| DIRECTIONS FOR THIS TASK |
Once the line holding "locate the refreshments" is found in the listing below, write it out and each later line exactly, up to and including the one holding "locate the small child".

| MATERIAL TO PROCESS |
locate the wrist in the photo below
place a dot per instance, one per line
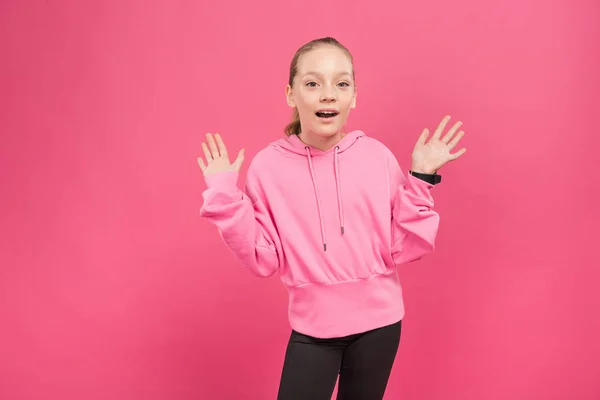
(423, 170)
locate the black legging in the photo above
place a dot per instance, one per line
(363, 361)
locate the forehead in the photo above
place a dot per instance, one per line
(325, 60)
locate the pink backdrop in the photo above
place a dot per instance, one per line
(111, 287)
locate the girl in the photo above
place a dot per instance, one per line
(332, 212)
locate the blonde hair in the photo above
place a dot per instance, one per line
(294, 128)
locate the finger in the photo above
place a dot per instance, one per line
(456, 139)
(212, 145)
(201, 164)
(221, 145)
(423, 137)
(237, 164)
(441, 126)
(451, 132)
(457, 154)
(206, 153)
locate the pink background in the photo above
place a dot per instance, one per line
(111, 287)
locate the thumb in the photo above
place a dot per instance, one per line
(423, 136)
(237, 164)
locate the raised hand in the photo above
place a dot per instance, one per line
(429, 157)
(217, 159)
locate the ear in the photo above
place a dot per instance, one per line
(290, 96)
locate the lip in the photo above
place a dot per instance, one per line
(333, 110)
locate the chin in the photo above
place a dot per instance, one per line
(327, 130)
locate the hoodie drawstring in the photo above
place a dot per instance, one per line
(338, 189)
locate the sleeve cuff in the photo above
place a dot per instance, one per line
(222, 180)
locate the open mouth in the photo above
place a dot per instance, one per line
(327, 113)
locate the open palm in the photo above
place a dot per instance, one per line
(429, 156)
(217, 158)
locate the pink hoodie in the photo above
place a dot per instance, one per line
(333, 223)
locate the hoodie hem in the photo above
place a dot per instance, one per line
(346, 308)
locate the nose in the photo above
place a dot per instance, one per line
(328, 95)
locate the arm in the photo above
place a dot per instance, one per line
(243, 221)
(414, 222)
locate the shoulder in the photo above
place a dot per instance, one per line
(372, 144)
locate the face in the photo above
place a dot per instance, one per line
(323, 91)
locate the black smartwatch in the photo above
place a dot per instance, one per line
(433, 179)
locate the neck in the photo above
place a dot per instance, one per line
(319, 142)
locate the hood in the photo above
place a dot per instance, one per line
(293, 144)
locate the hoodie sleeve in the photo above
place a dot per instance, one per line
(414, 222)
(243, 221)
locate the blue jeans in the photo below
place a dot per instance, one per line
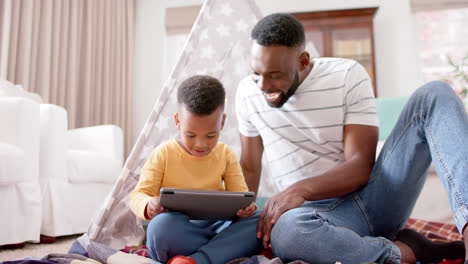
(360, 227)
(170, 234)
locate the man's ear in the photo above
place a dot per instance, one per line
(176, 119)
(222, 121)
(304, 60)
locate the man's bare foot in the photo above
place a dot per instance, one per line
(407, 254)
(426, 251)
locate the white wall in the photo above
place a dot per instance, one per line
(397, 61)
(398, 64)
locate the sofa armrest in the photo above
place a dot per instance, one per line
(20, 119)
(52, 157)
(20, 127)
(104, 139)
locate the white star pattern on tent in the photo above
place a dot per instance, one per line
(217, 45)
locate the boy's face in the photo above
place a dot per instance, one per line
(199, 134)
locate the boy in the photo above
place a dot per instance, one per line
(195, 160)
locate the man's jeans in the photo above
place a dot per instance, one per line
(359, 227)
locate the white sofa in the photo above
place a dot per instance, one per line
(75, 168)
(20, 193)
(78, 168)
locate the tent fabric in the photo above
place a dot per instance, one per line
(217, 46)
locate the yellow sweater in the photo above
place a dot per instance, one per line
(170, 166)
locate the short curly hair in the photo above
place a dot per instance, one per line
(279, 29)
(201, 94)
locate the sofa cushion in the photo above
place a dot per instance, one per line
(90, 167)
(12, 164)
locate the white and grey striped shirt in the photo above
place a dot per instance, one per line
(304, 138)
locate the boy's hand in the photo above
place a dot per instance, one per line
(153, 208)
(248, 211)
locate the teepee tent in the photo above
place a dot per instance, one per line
(217, 46)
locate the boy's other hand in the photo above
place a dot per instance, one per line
(153, 208)
(248, 211)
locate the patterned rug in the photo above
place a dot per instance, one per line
(438, 232)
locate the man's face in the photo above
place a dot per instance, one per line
(199, 134)
(275, 70)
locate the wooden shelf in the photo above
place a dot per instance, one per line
(343, 33)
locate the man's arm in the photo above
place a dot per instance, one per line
(359, 150)
(251, 160)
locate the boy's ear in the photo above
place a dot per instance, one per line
(176, 119)
(304, 60)
(222, 121)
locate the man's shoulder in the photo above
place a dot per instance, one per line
(328, 63)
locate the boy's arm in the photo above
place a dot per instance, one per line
(251, 160)
(233, 178)
(149, 183)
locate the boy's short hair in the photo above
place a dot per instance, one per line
(201, 94)
(279, 29)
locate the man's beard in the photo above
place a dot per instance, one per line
(292, 89)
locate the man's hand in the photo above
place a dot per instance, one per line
(153, 208)
(274, 208)
(248, 211)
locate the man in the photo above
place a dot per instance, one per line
(316, 122)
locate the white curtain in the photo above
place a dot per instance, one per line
(74, 53)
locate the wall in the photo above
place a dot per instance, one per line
(149, 50)
(397, 61)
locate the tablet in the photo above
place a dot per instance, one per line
(205, 205)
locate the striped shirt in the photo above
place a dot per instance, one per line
(304, 138)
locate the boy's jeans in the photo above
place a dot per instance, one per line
(170, 234)
(359, 227)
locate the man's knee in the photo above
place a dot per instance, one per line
(436, 89)
(292, 229)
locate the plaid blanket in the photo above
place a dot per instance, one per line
(84, 251)
(435, 231)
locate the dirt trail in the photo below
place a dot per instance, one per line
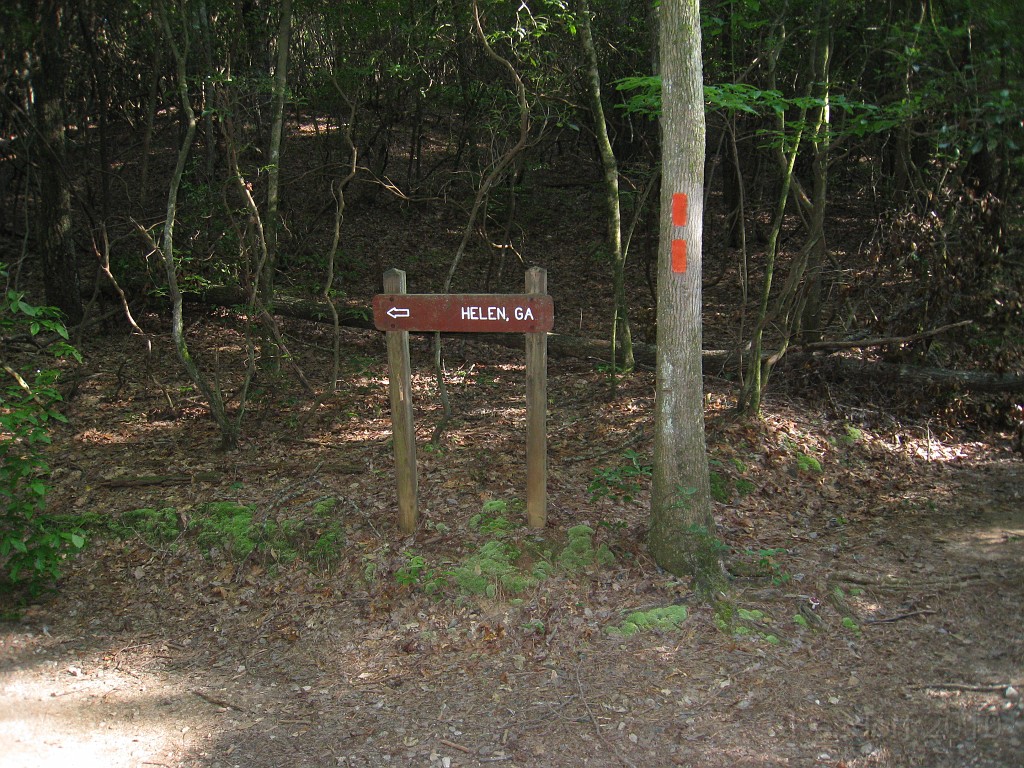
(904, 559)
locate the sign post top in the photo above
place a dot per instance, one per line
(465, 312)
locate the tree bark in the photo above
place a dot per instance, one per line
(682, 539)
(621, 321)
(60, 279)
(268, 269)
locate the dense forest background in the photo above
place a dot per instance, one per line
(198, 201)
(862, 158)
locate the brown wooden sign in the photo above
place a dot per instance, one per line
(467, 312)
(531, 313)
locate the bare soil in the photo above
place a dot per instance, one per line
(901, 553)
(905, 553)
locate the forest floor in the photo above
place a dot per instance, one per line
(901, 548)
(260, 608)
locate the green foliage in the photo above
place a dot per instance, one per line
(743, 622)
(765, 563)
(156, 526)
(492, 520)
(33, 544)
(620, 483)
(719, 487)
(668, 619)
(231, 528)
(227, 526)
(580, 552)
(493, 568)
(326, 549)
(807, 463)
(416, 572)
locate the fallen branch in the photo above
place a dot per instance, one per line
(904, 584)
(217, 701)
(992, 688)
(830, 346)
(141, 480)
(901, 616)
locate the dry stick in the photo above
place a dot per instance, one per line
(879, 342)
(217, 701)
(496, 170)
(268, 321)
(597, 726)
(901, 616)
(972, 688)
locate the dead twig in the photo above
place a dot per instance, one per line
(597, 726)
(969, 687)
(901, 616)
(454, 745)
(217, 701)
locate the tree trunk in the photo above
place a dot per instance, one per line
(682, 539)
(60, 278)
(621, 321)
(268, 269)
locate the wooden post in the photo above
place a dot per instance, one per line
(537, 412)
(403, 434)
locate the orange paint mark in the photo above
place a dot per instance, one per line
(680, 204)
(679, 256)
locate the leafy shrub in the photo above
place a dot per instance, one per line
(666, 619)
(157, 526)
(493, 567)
(33, 544)
(492, 519)
(620, 483)
(580, 552)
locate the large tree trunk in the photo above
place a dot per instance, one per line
(682, 539)
(60, 279)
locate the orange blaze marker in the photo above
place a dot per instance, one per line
(679, 256)
(679, 209)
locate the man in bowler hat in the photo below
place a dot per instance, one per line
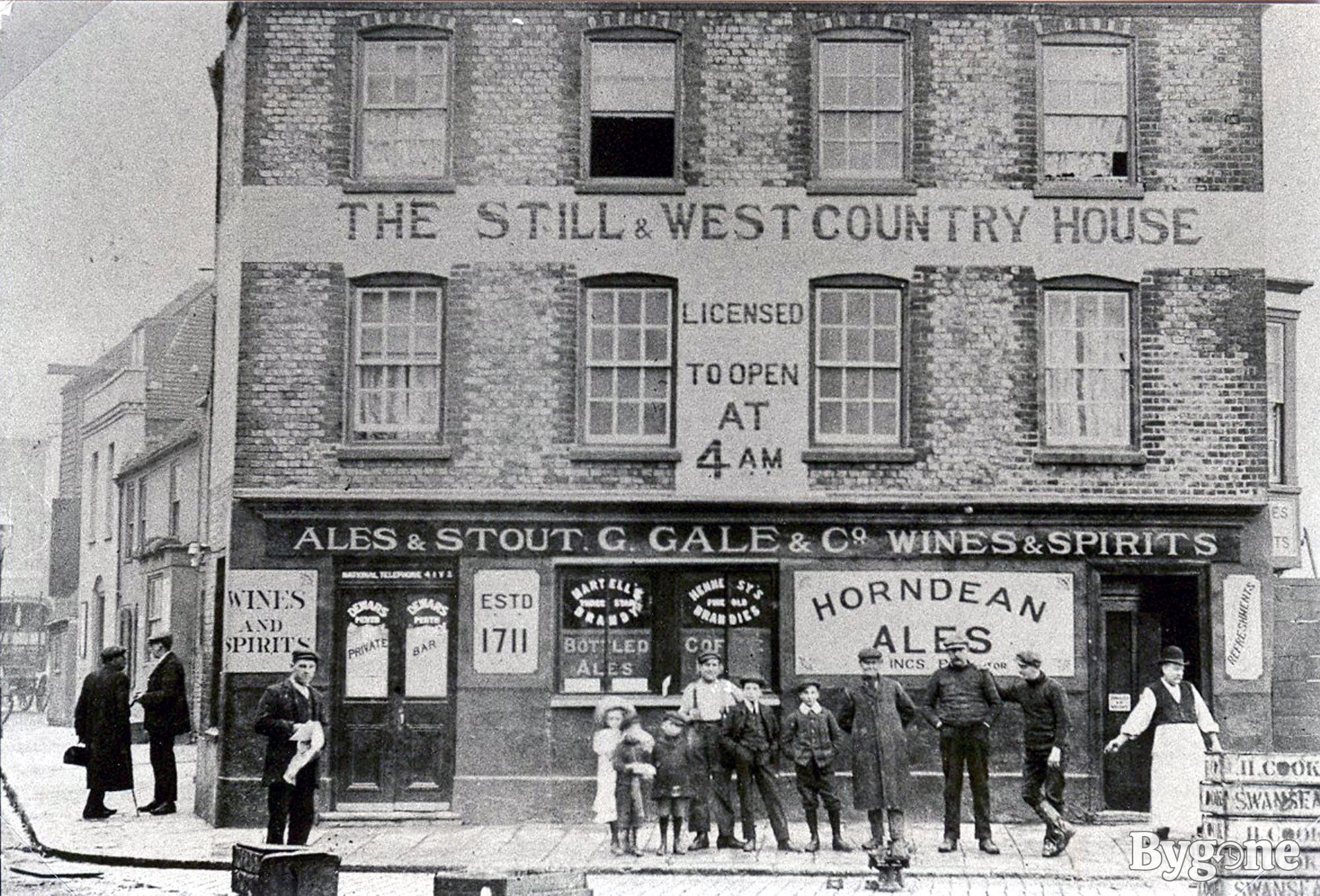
(166, 711)
(962, 704)
(876, 715)
(283, 716)
(750, 736)
(101, 721)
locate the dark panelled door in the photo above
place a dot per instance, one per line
(395, 725)
(1132, 649)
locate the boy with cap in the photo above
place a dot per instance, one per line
(284, 716)
(876, 715)
(1045, 745)
(706, 703)
(166, 717)
(812, 738)
(962, 704)
(674, 759)
(750, 736)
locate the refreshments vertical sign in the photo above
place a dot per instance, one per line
(269, 616)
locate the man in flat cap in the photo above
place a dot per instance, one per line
(876, 715)
(292, 717)
(1045, 748)
(166, 717)
(706, 703)
(752, 737)
(962, 704)
(101, 721)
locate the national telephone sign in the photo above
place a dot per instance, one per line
(506, 608)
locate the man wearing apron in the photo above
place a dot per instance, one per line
(1178, 758)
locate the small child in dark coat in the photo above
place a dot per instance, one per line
(633, 766)
(674, 786)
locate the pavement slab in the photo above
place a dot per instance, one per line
(51, 796)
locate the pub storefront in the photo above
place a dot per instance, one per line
(465, 646)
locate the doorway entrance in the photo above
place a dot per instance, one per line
(397, 662)
(1141, 616)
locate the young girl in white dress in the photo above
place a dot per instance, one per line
(609, 719)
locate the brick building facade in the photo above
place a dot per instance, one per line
(563, 342)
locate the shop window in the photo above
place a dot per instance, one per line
(641, 630)
(130, 511)
(158, 605)
(1088, 368)
(398, 358)
(1087, 110)
(629, 366)
(1281, 395)
(403, 122)
(861, 108)
(857, 353)
(175, 505)
(632, 97)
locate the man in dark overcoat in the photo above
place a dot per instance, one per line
(876, 716)
(750, 736)
(283, 716)
(166, 711)
(101, 720)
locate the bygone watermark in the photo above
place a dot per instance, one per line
(1203, 858)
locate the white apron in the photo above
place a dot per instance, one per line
(1178, 761)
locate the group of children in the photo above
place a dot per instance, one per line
(632, 762)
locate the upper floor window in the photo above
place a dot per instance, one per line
(1088, 368)
(1281, 395)
(632, 115)
(630, 361)
(403, 105)
(861, 108)
(398, 333)
(1087, 110)
(857, 361)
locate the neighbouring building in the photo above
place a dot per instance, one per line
(559, 344)
(133, 398)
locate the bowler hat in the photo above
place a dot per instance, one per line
(1173, 655)
(1029, 658)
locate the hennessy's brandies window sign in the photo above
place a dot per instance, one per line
(641, 630)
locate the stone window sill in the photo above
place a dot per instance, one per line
(1095, 457)
(832, 187)
(626, 453)
(1088, 191)
(646, 185)
(395, 453)
(847, 455)
(399, 185)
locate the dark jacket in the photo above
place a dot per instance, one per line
(962, 697)
(876, 716)
(811, 737)
(674, 759)
(166, 700)
(101, 721)
(280, 709)
(745, 741)
(1045, 712)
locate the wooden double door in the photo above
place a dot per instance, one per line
(397, 662)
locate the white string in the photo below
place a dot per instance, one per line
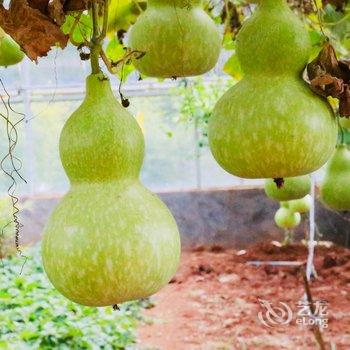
(312, 243)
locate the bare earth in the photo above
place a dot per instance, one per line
(212, 303)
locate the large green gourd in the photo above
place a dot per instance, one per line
(178, 38)
(293, 188)
(10, 51)
(335, 188)
(270, 125)
(109, 240)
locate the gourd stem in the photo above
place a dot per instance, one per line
(97, 36)
(94, 57)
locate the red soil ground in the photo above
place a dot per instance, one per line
(212, 302)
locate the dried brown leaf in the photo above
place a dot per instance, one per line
(56, 11)
(31, 29)
(344, 102)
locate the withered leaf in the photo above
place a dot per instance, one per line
(331, 77)
(31, 29)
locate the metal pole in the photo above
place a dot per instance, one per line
(197, 157)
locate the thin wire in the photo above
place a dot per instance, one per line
(12, 138)
(312, 242)
(342, 132)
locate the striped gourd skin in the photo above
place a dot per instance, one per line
(270, 124)
(335, 188)
(178, 38)
(109, 240)
(293, 188)
(10, 51)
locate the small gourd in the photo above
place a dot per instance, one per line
(10, 51)
(177, 37)
(109, 240)
(335, 188)
(293, 188)
(270, 124)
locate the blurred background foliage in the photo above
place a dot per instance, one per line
(35, 316)
(324, 18)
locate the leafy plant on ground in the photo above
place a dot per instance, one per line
(33, 315)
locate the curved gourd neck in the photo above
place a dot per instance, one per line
(186, 4)
(98, 87)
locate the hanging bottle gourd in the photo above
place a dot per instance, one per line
(270, 125)
(293, 188)
(109, 240)
(177, 37)
(335, 188)
(10, 51)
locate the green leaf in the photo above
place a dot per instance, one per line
(82, 30)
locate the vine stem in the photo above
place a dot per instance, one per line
(97, 36)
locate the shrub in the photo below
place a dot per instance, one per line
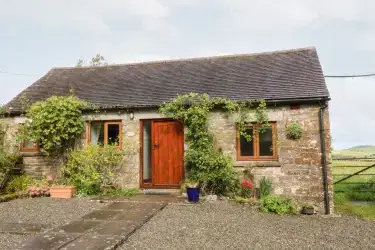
(277, 204)
(307, 206)
(91, 167)
(19, 183)
(40, 187)
(294, 131)
(265, 187)
(206, 163)
(56, 122)
(246, 189)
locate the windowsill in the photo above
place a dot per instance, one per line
(30, 154)
(256, 164)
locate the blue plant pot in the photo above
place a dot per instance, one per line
(193, 194)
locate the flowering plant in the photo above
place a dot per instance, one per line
(247, 184)
(246, 188)
(42, 187)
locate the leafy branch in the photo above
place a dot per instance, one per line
(205, 163)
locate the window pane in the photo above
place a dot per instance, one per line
(247, 147)
(265, 143)
(114, 134)
(97, 133)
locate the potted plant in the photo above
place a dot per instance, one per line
(60, 189)
(192, 190)
(307, 209)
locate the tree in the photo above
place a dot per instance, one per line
(97, 60)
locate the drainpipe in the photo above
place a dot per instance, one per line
(324, 158)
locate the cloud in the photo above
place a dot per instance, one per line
(352, 111)
(91, 16)
(39, 34)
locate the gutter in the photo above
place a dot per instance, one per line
(324, 158)
(268, 101)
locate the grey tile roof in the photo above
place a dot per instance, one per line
(281, 75)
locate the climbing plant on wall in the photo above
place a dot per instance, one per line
(205, 163)
(56, 122)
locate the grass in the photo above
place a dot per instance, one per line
(345, 206)
(344, 200)
(356, 152)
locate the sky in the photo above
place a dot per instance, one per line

| RESPONSE TO THIS TASK |
locate the refreshments vertical sign in the photo above
place a dot per instance, one per line
(269, 616)
locate the man in flat cap in the photo above
place a dot per instance, one per line
(876, 715)
(292, 717)
(1045, 748)
(166, 717)
(706, 703)
(752, 737)
(962, 704)
(101, 721)
locate the national telephone sign in the photo above
place a dot per instance, one per line
(506, 608)
locate the man wearing apron in the photo above
place a dot per instance, one per line
(1178, 758)
locate the small child in dark coat in the photo above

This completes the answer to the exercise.